▸ **与えられた文章**
%%

1. 生い立ちとアマチュア時代
リッキー・ファウラーは、幼少期の背景とプロ転向前のアマチュアゴルフキャリアにおいて、ゴルフとの独特な関わり方と輝かしい実績を築き上げた。
1.1. 出生と幼少期
リッキー・ユタカ・ファウラーは1988年12月13日、アメリカ合衆国カリフォルニア州マリエータで生まれた。彼のミドルネーム「ユタカ」は、母方の祖父が日系2世であることに由来する。また、母方の祖母はナバホ族の血を引いている。
幼少期はモトクロスのレーサーとして活動しており、ゴルフに転向したのは14歳の時である。彼はほとんど独学でゴルフを習得し、ドライビングレンジでの練習のみで技術を磨いた。彼の契約先であるプーマのコマーシャルでは、ファウラーがオートバイに乗ってカップインさせるという、彼のバックグラウンドを反映したユニークな内容が公開されている。
1.2. 教育とアマチュア活動
ファウラーはマリエータ・バレー高校に進学。高校最終学年の時には、SWリーグで合計スコア133(64-69)を記録して優勝し、2007年にはチームを州大会決勝へと導いた。
高校卒業後、オクラホマ州立大学に進学。大学での初勝利は2007年10月1日のイリノイ大学アーバナ・シャンペーン校主催「Fighting Illini Invitational」で、203(70-63-70)のスコアで1打差で優勝した。2005年夏にはウェスタン・ジュニアで優勝し、全米アマチュアゴルフ選手権にも出場したが、後に優勝するリッチー・ラムゼイに敗れている。
2006年の全米ジュニアアマチュアゴルフ選手権では、2日間のストロークプレーを137で終え決勝ラウンドに進出したが、マッチプレーの2回戦で敗退した。2007年にはサンナハンナ・アマチュアとプレイヤーズ・アマチュアで優勝。同年にはウォーカーカップの米国代表に選ばれ、2勝0敗のフォアサム、1勝1敗のシングルスで、通算3勝1敗の成績を収め、米国チームの勝利に貢献した。フォアサムではビリー・ホーシェルとペアを組んでいずれも勝利している。
2008年もサンナハンナ・アマチュアで連覇を達成し、ビッグ12選手権でも優勝を飾った。同年には全米オープンにも出場し、初日を1アンダー(70)で回り7位タイにつけた。予選通過を果たした3人のアマチュア選手の一人だったが、最終的には60位タイで大会を終えた。また、同年10月にはアイゼンハワートロフィーに米国代表として出場し、チームの2位に貢献するとともに、個人リーダーとして活躍した。ファウラーは2008年にベン・ホーガン賞を受賞している。
2009年には2度目となるウォーカーカップに米国代表として出場し、出場した全てのマッチ(4マッチ)で勝利を収め、米国チームの7ポイント差での勝利に大きく貢献した。この大会ではバッド・コーリーとフォアサムでペアを組んだ。また、同年にはサンナハンナ・アマチュアで3位に入賞している。
2. プロキャリア
リッキー・ファウラーはプロ転向後、数々の優勝と印象的な成績を収め、世界のトッププロゴルファーとしての地位を確立した。そのキャリアは浮き沈みを経験しながらも、常に再起を遂げてきた。

%%

(ポイント注釈セットの項目)
%%

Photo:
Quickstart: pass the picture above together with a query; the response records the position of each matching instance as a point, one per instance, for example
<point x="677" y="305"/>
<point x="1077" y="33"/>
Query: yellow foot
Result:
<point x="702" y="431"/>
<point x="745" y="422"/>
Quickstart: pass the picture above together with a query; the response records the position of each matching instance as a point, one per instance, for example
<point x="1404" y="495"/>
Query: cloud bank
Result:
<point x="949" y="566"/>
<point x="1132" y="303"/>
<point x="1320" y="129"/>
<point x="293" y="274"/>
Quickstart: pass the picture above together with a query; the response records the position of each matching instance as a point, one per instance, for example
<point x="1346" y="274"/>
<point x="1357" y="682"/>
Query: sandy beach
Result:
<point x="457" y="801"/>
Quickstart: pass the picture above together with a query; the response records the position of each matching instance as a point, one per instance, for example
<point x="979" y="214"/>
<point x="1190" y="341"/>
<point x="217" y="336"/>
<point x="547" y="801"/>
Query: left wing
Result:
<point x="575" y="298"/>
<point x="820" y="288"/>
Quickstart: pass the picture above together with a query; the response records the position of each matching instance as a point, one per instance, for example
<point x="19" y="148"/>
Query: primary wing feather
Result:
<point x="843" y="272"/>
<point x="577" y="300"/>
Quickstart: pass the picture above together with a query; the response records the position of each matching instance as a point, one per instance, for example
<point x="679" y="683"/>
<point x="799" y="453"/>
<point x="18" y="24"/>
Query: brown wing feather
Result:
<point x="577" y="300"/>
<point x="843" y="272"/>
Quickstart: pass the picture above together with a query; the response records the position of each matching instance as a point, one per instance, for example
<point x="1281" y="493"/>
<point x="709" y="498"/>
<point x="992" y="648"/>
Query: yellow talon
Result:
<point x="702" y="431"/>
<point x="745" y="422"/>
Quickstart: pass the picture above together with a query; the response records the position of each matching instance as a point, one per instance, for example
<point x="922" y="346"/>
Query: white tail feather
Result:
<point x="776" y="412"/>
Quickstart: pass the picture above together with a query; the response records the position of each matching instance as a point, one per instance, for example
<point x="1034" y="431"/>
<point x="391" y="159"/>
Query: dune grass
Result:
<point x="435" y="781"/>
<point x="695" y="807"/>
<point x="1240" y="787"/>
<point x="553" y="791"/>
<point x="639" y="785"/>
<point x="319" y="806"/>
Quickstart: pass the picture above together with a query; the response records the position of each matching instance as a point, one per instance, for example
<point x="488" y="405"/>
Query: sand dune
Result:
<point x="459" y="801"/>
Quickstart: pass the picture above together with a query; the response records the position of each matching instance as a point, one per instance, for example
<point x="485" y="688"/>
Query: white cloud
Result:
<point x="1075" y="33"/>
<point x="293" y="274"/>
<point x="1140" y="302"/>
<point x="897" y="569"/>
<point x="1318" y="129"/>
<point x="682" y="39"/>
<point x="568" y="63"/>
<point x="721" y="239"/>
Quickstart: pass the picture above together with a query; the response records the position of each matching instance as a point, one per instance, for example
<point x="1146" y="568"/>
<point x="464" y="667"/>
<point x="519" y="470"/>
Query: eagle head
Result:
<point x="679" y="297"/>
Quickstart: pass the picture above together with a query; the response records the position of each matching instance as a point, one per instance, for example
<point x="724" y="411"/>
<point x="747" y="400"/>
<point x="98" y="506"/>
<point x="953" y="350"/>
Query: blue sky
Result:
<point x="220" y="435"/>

%%

▸ **ねらい**
リッキー・ファウラーの経歴の文章から、「2006年の全米ジュニアアマ」を含む言葉で始まり「チュアで3位に入賞している。」で終わる部分を、一字も変えずに書き写して返してください。

▸ **この問題の答え**
2006年の全米ジュニアアマチュアゴルフ選手権では、2日間のストロークプレーを137で終え決勝ラウンドに進出したが、マッチプレーの2回戦で敗退した。2007年にはサンナハンナ・アマチュアとプレイヤーズ・アマチュアで優勝。同年にはウォーカーカップの米国代表に選ばれ、2勝0敗のフォアサム、1勝1敗のシングルスで、通算3勝1敗の成績を収め、米国チームの勝利に貢献した。フォアサムではビリー・ホーシェルとペアを組んでいずれも勝利している。
2008年もサンナハンナ・アマチュアで連覇を達成し、ビッグ12選手権でも優勝を飾った。同年には全米オープンにも出場し、初日を1アンダー(70)で回り7位タイにつけた。予選通過を果たした3人のアマチュア選手の一人だったが、最終的には60位タイで大会を終えた。また、同年10月にはアイゼンハワートロフィーに米国代表として出場し、チームの2位に貢献するとともに、個人リーダーとして活躍した。ファウラーは2008年にベン・ホーガン賞を受賞している。
2009年には2度目となるウォーカーカップに米国代表として出場し、出場した全てのマッチ(4マッチ)で勝利を収め、米国チームの7ポイント差での勝利に大きく貢献した。この大会ではバッド・コーリーとフォアサムでペアを組んだ。また、同年にはサンナハンナ・アマチュアで3位に入賞している。